- [YOUR OBJECTIVE]
From the news release on air pollutants and allergens, list every allergy-season symptom it names.

- [SELECTED EXCERPT]

************

News Release

Air pollutants could boost potency of common airborne allergens

Peer-Reviewed Publication

American Chemical Society

DENVER, March 22, 2015 -- A pair of air pollutants linked to climate change could also be a major contributor to the unparalleled rise in the number of people sneezing, sniffling and wheezing during allergy season. The gases, nitrogen dioxide and ground-level ozone, appear to provoke chemical changes in certain airborne allergens that could increase their potency. That, in combination with changes in global climate, could help explain why airborne allergies are becoming more common.

The findings will be presented today at the 249th National Meeting & Exposition of the American Chemical Society (ACS), the world's largest scientific society. The meeting features nearly 11,000 reports on new advances in science and other topics. It is being held here through Thursday.

"Scientists have long suspected that air pollution and climate change are involved in the increasing prevalence of allergies worldwide. But understanding the underlying chemical processes behind this phenomenon has proven elusive," says Ulrich Pöschl, Ph.D., of the Max Planck Institute in Germany. "Our research is just a starting point, but it does begin to suggest how chemical modifications in allergenic proteins occur and how they may affect allergenicity."

************

- [RAW DATA]
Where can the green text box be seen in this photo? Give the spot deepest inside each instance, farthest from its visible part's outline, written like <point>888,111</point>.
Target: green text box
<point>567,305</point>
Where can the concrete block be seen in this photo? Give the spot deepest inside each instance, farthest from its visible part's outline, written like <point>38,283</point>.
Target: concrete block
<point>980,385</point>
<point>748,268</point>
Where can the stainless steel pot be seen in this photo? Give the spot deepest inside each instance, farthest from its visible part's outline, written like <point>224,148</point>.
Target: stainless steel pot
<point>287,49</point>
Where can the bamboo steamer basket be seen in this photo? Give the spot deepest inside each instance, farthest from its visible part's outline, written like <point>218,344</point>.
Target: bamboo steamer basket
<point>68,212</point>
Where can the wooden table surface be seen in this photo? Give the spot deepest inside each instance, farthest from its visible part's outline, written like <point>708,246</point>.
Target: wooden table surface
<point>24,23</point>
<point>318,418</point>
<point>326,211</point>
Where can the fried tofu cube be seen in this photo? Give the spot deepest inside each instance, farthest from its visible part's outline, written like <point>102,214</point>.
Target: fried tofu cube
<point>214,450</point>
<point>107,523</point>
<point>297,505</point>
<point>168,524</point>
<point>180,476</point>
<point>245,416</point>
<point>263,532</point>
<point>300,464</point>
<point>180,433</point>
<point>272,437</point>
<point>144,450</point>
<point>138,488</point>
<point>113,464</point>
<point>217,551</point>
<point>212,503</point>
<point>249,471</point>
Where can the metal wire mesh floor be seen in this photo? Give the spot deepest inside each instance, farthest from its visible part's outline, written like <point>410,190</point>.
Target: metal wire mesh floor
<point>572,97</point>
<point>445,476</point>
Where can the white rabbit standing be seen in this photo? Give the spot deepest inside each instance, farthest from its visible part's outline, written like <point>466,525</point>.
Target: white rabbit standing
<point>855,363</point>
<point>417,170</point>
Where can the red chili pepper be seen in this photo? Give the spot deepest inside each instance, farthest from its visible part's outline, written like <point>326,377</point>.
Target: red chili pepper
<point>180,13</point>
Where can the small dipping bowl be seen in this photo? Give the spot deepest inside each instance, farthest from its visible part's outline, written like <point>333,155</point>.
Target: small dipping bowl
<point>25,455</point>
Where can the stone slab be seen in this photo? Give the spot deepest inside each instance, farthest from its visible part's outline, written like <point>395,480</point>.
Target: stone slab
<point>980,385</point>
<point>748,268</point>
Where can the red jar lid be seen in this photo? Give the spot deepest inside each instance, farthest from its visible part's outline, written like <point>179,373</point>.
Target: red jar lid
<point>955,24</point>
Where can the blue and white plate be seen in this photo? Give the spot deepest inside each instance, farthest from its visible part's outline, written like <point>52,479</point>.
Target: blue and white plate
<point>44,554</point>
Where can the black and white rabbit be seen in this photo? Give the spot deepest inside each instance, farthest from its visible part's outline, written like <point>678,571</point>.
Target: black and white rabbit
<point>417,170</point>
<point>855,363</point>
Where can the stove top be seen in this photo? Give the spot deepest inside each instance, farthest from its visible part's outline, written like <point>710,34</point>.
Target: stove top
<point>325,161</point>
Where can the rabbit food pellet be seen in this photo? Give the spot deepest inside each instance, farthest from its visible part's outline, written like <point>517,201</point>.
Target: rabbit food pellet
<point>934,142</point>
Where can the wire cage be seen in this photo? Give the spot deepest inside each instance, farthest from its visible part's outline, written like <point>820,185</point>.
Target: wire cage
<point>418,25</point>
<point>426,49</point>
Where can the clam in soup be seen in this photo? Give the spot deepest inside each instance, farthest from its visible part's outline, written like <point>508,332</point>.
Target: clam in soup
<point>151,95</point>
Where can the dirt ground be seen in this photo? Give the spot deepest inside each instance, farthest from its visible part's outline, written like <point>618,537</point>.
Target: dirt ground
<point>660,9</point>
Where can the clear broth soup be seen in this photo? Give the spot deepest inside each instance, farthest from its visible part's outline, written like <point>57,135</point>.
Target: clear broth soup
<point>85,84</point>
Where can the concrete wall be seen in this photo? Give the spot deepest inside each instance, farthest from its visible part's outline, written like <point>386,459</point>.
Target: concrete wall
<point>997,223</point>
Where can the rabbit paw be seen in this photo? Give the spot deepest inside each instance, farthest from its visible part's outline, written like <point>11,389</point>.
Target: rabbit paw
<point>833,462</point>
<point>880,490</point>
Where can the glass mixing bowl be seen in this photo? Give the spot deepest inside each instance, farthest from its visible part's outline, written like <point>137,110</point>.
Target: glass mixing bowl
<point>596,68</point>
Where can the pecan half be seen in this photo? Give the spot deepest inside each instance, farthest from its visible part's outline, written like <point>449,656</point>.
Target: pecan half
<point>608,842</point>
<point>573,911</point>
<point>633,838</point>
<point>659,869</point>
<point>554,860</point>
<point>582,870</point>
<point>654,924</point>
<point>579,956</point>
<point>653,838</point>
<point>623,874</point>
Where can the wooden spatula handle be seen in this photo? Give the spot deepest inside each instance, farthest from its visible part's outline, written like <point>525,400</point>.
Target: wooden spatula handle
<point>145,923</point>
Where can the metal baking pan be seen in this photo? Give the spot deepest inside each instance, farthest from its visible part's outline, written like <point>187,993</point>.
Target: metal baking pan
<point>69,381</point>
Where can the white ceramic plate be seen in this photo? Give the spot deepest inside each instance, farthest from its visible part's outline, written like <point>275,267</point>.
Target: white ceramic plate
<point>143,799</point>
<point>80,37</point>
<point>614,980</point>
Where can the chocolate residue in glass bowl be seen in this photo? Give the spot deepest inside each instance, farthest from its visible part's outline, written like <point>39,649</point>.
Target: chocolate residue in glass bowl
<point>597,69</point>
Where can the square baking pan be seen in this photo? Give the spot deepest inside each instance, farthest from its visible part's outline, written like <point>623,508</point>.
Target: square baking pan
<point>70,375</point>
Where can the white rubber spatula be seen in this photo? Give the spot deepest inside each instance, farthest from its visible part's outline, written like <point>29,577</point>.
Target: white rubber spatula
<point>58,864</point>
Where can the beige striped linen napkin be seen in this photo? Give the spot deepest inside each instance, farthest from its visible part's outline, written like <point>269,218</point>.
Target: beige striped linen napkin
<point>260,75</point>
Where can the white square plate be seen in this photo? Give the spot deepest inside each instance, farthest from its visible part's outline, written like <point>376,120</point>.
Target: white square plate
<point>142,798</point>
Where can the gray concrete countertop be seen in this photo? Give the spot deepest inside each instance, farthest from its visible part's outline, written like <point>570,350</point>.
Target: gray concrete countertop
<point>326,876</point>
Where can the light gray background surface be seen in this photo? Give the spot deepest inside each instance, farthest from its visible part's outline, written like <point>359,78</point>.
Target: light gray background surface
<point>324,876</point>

************

- [EXERCISE RESULT]
Sneezing, sniffling, wheezing